▶ 課題一覧
**1)** 引用文によれば、検体を細胞培養プレートに接種するのは何のためか。1～3文で説明しなさい。
**2)** 引用文では、ふ卵器での培養は何℃で行うとされているか。
**3)** 引用文で正常な状態が示されている細胞の名称をすべて挙げなさい。

▶ 引用文
これらの検査により、広島市内でどのようなウイルスが流行しているかを把握し、感染の予防法の周知や注意喚起を行っています。
まず、ウイルスの分離を行うためにあらかじめ作製した細胞培養プレートに検体を接種します。
【細胞培養プレートとスポイト】
ふ卵器に入れ34~37℃で培養し、約1か月間、毎日、細胞の状態を実体顕微鏡で観察します。
【実体顕微鏡と細胞培養プレート】
検体に何らかのウイルスが存在していた場合、ウイルスが細胞内で増殖します。そして、細胞が丸くなる、膨らむ、集まる、剥がれるなどの変化が現れます。この変化のことを細胞変性効果(CPE)といいます。CPEが確認されたら培養液を回収し、ウイルスの同定を行います。(※ただし、全てのウイルスが、この方法で分離できるわけではありません。)
下の写真は実際に観察されたCPEとウイルスの種類です。
A549細胞(正常な状態)
ヒト肺胞基底上皮腺癌細胞
(アデノウイルス37型によるCPE)
細胞が網目状に抜けていき、一部の細胞は円形化しています。
RD-18S細胞(正常な状態)
ヒト横紋筋肉腫由来細胞
(エコーウイルス18型によるCPE)
細胞が小さく円形化してバラバラとなり、剥がれていきます。
MDCK細胞(正常な状態)
イヌ腎臓尿細管上皮由来細胞
(インフルエンザウイルスによるCPE)
多数の細胞が剥がれています。この後、ほぼ全ての細胞が剥がれ、培養液中に浮遊します。
Vero/hSLAM細胞(正常な状態)
アフリカミドリザル腎臓上皮由来細胞に麻しんウイルスの受容体となるSLAMを発現させた細胞
(麻しんウイルスによるCPE)
周りの細胞同士がくっついて、多数の核を持つ合胞体を形成しています。

▶ 抽出データ
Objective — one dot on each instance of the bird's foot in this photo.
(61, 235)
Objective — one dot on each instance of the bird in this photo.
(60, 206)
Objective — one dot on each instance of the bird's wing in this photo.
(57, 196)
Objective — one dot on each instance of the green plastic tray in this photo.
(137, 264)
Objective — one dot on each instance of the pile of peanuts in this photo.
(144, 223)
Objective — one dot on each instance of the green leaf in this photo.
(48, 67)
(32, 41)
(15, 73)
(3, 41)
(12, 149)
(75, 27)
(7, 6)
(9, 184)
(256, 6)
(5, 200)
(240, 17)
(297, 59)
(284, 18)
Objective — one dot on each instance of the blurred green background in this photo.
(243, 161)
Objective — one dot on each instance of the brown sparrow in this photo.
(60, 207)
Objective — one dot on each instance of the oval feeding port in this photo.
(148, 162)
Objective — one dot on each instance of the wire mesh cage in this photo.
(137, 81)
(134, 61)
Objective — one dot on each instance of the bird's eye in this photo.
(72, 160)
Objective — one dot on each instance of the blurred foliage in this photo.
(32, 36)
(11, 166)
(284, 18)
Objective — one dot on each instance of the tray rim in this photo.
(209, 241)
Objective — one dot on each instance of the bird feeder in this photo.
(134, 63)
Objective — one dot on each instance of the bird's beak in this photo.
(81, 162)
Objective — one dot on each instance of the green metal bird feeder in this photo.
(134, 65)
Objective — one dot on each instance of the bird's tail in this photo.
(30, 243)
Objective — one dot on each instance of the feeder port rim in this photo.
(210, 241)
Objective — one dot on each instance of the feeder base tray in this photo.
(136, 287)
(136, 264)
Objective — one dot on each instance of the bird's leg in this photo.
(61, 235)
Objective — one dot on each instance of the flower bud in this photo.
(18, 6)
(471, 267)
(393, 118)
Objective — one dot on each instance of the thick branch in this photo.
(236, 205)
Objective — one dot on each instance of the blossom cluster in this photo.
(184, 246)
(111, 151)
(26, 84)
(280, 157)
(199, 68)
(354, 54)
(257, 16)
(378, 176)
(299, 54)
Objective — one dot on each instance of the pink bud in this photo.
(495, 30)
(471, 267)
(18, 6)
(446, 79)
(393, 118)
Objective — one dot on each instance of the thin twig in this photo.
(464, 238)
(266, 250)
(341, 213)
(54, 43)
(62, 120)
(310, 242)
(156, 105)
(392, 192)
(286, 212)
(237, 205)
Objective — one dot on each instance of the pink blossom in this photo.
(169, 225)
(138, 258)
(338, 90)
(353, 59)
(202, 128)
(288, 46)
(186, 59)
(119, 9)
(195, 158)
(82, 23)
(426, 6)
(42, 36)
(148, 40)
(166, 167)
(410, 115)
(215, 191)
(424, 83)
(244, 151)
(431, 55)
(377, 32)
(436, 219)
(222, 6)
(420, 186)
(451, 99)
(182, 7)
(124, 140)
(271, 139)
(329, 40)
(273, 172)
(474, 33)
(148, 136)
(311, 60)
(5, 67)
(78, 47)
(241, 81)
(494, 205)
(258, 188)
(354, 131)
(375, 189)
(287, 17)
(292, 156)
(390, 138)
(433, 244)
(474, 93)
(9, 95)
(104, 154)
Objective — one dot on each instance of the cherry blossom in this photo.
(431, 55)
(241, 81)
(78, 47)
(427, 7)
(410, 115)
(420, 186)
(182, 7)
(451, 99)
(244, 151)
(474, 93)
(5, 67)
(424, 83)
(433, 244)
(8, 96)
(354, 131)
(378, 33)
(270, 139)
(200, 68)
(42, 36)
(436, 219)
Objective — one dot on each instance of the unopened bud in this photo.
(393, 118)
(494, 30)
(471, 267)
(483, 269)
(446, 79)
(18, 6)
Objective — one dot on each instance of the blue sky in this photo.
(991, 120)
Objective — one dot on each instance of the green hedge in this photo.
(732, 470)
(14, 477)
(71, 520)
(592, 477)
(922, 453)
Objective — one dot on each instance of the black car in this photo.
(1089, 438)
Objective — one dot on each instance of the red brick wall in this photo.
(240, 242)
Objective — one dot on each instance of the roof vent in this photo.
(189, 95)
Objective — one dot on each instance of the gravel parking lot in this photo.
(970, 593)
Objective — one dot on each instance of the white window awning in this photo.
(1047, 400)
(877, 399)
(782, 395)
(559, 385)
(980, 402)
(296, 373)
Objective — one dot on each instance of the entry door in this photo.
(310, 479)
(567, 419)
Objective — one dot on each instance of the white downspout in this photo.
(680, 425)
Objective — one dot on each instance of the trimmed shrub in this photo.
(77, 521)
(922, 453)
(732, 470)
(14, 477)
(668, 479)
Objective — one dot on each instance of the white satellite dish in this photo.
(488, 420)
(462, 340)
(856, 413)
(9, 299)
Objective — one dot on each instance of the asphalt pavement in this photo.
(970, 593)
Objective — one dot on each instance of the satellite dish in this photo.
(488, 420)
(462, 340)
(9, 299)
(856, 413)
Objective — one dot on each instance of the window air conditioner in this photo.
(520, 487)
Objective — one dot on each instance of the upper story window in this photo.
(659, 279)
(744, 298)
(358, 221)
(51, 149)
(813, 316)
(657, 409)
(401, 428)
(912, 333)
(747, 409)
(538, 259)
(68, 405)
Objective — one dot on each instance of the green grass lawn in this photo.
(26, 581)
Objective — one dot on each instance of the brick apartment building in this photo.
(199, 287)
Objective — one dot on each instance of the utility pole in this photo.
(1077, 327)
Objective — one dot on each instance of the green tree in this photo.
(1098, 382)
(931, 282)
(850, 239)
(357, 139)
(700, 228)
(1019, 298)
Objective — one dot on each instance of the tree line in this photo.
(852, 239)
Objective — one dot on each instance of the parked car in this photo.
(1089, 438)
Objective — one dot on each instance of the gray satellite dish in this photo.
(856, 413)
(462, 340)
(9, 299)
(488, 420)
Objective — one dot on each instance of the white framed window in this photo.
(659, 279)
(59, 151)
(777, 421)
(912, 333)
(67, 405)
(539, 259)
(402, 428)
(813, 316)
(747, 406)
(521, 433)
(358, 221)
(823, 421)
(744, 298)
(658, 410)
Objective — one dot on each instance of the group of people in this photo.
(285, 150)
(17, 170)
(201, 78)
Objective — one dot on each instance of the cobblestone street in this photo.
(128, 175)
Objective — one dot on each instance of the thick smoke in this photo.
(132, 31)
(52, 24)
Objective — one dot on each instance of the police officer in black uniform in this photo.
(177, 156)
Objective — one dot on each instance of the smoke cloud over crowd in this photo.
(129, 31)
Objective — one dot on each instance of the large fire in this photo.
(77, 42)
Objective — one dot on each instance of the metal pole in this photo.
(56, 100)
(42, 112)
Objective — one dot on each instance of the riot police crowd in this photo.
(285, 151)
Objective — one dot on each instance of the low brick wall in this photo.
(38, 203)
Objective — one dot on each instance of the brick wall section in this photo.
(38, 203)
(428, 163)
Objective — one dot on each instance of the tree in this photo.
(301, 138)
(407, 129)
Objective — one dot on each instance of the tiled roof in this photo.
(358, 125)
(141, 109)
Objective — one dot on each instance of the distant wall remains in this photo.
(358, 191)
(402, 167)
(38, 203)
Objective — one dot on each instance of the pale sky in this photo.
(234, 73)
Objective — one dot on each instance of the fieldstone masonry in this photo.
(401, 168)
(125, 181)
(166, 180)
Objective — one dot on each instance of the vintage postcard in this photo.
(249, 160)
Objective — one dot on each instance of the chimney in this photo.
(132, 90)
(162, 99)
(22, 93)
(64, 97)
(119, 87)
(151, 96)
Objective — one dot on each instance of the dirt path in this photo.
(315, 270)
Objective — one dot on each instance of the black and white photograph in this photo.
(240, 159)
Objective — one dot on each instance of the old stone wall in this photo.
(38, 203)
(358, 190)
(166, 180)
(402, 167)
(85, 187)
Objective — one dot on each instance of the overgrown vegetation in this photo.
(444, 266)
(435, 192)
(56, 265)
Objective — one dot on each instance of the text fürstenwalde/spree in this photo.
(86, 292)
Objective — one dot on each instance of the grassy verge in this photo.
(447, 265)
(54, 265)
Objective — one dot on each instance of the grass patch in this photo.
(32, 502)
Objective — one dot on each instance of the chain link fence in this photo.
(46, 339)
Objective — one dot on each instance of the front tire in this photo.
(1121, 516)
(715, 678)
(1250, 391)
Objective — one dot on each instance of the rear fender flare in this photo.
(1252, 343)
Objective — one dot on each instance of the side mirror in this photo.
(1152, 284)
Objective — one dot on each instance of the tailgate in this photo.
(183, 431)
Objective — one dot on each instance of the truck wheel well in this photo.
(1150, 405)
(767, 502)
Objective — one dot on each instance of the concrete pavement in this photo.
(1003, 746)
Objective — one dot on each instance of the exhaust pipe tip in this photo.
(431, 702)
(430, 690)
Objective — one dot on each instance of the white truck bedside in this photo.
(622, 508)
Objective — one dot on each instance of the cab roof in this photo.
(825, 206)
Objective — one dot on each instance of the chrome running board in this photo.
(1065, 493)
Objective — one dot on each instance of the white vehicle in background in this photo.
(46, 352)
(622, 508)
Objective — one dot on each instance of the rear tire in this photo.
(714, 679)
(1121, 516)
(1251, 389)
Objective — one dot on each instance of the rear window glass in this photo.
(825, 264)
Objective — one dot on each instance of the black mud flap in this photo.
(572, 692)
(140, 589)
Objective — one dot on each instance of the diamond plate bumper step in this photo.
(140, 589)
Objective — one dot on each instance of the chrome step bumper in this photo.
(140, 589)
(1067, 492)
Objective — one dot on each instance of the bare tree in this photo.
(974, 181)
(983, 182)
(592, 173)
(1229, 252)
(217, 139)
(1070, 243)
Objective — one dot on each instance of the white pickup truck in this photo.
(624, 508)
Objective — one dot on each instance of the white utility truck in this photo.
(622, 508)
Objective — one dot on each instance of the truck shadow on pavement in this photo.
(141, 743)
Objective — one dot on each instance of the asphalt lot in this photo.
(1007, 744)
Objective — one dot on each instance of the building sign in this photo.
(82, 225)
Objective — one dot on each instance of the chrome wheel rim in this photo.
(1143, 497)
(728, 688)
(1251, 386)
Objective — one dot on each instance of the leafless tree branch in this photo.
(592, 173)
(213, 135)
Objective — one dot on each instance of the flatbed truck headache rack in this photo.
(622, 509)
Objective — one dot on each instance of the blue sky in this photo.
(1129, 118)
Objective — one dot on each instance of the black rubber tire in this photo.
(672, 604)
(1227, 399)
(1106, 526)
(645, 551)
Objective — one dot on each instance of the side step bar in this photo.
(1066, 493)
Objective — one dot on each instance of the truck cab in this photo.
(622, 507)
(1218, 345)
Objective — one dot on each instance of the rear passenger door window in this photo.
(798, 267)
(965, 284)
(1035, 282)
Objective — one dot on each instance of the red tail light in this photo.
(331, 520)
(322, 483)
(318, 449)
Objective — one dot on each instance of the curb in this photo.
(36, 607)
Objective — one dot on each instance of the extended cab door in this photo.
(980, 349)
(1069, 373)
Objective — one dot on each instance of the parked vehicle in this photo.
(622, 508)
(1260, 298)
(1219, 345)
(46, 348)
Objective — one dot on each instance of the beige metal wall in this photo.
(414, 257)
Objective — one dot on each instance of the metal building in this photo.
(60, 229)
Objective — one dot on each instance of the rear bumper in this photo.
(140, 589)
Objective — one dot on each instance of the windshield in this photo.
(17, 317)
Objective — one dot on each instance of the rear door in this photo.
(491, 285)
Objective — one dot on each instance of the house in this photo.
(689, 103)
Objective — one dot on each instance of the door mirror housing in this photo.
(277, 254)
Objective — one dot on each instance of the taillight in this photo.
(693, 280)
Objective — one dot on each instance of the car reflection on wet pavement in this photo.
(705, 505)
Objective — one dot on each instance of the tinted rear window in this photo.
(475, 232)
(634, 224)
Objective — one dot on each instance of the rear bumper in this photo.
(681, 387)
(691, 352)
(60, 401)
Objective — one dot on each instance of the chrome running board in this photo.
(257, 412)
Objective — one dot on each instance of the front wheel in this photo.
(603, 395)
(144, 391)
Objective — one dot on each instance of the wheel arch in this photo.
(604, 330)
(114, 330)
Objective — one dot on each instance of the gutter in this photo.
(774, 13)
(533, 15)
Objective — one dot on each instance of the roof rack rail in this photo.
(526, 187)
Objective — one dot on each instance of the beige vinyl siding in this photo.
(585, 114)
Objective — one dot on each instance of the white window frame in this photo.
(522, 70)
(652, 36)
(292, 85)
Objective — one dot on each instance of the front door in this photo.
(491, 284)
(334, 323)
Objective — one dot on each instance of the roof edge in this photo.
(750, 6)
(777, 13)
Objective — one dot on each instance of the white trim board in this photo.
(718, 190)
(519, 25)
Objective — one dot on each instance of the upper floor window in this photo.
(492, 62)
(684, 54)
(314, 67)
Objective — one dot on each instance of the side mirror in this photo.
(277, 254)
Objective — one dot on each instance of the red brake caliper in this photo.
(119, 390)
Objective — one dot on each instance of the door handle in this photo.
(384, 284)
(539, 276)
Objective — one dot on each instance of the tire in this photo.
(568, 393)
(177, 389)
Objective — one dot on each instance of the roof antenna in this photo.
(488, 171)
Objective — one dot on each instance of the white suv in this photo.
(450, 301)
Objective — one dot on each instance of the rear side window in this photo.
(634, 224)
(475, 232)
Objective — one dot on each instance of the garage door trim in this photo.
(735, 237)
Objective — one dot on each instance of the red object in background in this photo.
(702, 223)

▶ 課題別解答
**1)** ウイルスの分離を行うためである。そのために、あらかじめ作製しておいた細胞培養プレートに検体を接種する。

**2)** 34~37℃で培養する。

**3)** A549細胞、RD-18S細胞、MDCK細胞、Vero/hSLAM細胞